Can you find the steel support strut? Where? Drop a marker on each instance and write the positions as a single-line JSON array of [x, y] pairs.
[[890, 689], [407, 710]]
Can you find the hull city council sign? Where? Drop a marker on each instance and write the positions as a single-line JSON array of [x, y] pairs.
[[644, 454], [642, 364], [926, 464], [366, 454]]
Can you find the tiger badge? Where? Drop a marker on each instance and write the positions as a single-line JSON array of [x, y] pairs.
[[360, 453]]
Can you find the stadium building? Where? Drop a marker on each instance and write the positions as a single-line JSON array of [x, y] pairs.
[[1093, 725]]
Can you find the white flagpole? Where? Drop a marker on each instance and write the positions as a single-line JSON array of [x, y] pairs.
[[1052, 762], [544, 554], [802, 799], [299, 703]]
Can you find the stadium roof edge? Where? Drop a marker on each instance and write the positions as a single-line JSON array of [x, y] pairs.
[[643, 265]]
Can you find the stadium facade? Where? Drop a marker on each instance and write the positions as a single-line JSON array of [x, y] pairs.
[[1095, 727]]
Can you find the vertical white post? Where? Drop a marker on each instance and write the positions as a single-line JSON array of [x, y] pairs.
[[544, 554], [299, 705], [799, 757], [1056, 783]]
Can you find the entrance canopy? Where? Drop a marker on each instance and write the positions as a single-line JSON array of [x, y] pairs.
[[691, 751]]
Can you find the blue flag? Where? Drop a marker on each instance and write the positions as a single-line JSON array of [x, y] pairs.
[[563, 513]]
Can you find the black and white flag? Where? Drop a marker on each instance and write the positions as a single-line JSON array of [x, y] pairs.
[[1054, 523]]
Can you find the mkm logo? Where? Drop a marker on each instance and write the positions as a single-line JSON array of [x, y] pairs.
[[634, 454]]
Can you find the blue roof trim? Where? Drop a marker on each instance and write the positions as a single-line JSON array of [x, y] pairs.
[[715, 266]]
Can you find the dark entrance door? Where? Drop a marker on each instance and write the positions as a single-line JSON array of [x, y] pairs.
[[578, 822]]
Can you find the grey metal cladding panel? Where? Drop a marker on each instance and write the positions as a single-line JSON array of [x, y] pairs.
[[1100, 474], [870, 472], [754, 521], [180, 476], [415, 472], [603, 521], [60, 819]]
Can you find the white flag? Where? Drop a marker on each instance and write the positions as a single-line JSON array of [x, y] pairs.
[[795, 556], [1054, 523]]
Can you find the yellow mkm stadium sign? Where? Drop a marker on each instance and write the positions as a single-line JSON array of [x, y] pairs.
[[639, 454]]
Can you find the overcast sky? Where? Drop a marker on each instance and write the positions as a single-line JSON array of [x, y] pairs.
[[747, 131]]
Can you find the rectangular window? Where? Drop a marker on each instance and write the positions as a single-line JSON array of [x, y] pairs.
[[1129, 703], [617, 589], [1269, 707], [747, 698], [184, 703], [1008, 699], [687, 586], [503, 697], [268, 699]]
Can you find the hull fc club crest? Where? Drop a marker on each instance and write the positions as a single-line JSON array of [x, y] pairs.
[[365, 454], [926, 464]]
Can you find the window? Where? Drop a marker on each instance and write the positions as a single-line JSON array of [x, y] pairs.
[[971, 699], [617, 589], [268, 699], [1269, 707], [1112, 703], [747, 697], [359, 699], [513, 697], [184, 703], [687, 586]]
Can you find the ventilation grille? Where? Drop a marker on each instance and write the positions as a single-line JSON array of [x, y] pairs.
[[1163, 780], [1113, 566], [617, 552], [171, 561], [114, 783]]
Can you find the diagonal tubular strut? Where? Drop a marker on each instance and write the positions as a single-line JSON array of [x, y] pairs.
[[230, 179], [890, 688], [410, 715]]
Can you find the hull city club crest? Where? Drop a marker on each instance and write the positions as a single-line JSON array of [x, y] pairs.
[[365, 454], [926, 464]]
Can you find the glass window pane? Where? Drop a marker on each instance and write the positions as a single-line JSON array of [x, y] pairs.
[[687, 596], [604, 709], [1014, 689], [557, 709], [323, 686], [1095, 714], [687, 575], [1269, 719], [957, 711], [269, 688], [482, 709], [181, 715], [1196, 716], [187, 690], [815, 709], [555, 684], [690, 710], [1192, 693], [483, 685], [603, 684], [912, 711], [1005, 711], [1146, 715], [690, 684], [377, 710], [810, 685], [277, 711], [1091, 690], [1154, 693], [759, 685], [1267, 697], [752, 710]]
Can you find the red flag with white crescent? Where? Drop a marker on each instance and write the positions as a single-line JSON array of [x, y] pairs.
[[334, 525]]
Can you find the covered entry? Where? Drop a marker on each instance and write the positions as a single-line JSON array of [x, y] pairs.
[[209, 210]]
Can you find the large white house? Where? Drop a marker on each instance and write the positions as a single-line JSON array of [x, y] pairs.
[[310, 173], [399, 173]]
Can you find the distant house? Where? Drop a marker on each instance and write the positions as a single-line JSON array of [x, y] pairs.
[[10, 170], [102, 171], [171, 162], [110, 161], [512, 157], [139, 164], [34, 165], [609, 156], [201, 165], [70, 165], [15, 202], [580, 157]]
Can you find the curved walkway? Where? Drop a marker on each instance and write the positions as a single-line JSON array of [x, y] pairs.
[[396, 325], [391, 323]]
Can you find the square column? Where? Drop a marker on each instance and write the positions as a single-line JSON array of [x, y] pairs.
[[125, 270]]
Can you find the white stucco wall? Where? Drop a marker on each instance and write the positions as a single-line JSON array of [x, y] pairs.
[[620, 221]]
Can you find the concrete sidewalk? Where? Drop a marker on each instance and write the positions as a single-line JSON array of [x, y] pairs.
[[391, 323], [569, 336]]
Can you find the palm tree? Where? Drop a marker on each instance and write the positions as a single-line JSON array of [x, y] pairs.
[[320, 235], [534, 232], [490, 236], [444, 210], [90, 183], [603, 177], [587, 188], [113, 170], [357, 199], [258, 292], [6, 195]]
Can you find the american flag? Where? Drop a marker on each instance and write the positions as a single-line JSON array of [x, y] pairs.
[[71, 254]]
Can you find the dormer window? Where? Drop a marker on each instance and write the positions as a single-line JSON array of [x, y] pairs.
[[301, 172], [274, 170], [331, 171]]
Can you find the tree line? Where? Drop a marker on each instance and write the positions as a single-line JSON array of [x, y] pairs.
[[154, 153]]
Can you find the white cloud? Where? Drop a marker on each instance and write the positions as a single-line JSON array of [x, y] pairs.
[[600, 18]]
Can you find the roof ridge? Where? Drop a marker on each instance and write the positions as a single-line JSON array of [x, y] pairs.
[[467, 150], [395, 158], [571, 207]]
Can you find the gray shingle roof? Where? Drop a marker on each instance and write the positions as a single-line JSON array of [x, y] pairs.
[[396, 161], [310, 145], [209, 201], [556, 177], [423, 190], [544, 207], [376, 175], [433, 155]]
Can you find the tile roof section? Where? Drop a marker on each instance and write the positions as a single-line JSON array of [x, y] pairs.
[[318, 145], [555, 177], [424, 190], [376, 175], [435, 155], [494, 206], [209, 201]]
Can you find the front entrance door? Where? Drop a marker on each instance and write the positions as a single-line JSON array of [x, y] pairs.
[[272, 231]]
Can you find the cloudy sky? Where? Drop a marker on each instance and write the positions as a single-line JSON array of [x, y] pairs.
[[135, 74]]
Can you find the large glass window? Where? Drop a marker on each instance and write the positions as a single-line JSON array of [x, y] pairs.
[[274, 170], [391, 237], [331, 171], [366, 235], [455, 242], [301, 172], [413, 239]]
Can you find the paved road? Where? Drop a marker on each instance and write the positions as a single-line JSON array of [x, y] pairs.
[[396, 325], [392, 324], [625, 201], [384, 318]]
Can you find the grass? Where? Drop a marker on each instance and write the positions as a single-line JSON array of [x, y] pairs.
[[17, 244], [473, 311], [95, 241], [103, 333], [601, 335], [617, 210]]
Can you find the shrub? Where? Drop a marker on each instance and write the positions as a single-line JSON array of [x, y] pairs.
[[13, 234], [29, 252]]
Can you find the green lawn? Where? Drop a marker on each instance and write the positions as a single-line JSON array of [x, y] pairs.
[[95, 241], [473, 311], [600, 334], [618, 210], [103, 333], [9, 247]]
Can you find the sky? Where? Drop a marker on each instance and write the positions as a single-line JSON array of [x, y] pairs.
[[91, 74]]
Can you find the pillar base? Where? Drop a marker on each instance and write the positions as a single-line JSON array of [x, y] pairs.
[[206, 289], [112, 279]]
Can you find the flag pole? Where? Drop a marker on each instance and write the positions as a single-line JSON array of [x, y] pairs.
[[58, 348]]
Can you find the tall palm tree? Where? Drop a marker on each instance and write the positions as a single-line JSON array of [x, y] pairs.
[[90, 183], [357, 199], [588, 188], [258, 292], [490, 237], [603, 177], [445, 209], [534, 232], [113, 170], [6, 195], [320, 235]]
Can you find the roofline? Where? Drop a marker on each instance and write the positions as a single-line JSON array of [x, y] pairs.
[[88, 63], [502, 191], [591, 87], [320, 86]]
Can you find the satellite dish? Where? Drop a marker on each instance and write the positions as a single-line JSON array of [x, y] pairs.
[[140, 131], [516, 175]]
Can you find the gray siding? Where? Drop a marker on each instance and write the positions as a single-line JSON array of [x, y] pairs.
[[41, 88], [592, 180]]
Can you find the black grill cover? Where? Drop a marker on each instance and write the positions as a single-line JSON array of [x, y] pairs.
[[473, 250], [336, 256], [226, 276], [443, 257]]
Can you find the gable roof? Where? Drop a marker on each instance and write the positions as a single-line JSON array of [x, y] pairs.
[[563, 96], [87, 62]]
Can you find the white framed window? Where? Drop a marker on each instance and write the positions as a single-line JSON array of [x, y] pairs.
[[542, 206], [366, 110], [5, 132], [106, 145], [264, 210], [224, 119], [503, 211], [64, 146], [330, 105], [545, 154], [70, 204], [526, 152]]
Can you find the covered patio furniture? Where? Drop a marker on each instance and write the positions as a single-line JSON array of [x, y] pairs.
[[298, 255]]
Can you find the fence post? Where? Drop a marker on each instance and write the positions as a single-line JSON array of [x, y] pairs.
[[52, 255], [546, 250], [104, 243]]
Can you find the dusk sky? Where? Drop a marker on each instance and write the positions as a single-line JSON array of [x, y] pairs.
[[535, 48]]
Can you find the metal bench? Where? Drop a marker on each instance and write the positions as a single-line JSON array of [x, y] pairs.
:::::
● Work to be completed:
Render the data from the line with "Can you find the black grill" up to and including the line with "[[563, 96], [87, 62]]" as a JSON list of strings, one string per line, with blank lines left out.

● Answer:
[
  "Can you find the black grill cover? Where? Drop a marker on each instance and write the positions as a single-line JSON array of [x, y] pairs.",
  "[[473, 250], [336, 256], [226, 276], [443, 257]]",
  "Can you find the gable roof? Where? Drop a marker on each instance and write the positions as a single-line JSON array of [x, y] pairs.",
  "[[563, 96], [87, 62]]"
]